● **WHAT IS NEEDED**:
Put each line of the items below into a Markdown table with the columns Row and Line, numbering the rows and leaving out blank lines. Leave the pictures out of the table.

[START]

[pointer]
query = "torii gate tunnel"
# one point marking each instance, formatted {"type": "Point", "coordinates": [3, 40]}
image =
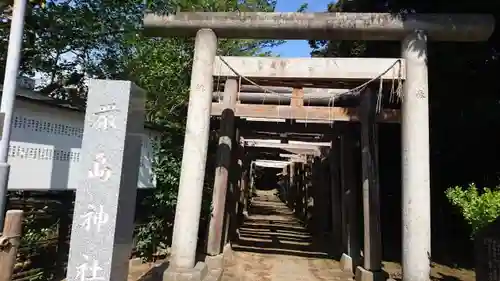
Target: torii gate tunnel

[END]

● **OUTPUT FOR THIS EXERCISE**:
| Row | Line |
|---|---|
| 1 | [pointer] |
| 2 | query = "torii gate tunnel" |
| 3 | # one point marking each instance, formatted {"type": "Point", "coordinates": [3, 40]} |
| 4 | image = |
| 5 | Target: torii gate tunnel |